**Exercise brief:**
For the string "wall", search the entries below and copy every line where it appears.

**Entries supplied:**
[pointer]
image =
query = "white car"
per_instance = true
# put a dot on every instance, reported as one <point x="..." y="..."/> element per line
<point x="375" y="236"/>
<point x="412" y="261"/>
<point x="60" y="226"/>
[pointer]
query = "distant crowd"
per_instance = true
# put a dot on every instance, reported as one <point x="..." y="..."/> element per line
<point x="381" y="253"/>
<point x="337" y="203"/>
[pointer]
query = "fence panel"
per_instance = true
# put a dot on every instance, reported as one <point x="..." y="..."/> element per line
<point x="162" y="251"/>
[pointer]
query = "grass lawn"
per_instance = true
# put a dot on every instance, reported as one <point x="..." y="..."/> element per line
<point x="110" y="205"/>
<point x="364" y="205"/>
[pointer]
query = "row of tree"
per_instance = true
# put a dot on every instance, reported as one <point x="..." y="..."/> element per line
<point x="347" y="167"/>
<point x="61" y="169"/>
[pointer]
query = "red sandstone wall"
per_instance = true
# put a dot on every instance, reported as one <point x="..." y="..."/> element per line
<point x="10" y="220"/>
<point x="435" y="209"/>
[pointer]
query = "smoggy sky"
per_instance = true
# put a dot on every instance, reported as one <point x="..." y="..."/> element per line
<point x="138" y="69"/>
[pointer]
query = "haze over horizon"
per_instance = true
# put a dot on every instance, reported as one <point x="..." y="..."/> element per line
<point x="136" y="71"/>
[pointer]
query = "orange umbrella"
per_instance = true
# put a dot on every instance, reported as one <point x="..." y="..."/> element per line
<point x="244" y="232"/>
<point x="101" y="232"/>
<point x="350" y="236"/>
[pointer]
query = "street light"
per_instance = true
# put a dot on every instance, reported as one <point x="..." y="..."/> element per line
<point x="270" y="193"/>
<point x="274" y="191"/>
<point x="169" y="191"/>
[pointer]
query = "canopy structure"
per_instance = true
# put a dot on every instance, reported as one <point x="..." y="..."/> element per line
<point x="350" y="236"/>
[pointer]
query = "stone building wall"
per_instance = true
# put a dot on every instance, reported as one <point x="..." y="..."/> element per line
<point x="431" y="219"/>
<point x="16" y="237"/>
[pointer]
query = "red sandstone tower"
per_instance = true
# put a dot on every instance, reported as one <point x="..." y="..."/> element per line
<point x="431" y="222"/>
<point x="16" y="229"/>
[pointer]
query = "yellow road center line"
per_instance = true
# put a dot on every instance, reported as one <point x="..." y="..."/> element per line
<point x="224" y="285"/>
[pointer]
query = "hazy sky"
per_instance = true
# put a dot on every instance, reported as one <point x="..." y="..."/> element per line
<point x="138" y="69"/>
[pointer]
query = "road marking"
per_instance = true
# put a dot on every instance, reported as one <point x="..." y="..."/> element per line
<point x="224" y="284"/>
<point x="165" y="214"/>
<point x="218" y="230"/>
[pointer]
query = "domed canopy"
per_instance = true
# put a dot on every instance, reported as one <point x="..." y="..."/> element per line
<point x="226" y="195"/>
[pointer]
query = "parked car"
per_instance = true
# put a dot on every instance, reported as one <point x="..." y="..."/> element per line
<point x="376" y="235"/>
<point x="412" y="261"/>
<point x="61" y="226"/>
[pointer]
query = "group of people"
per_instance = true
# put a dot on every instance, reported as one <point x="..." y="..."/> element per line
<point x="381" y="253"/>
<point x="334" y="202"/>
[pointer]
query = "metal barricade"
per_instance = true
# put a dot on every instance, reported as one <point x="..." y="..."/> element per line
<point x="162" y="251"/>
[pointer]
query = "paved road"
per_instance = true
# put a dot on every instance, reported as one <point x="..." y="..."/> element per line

**Answer space:**
query = "red sandstone wall"
query = "stone building wall"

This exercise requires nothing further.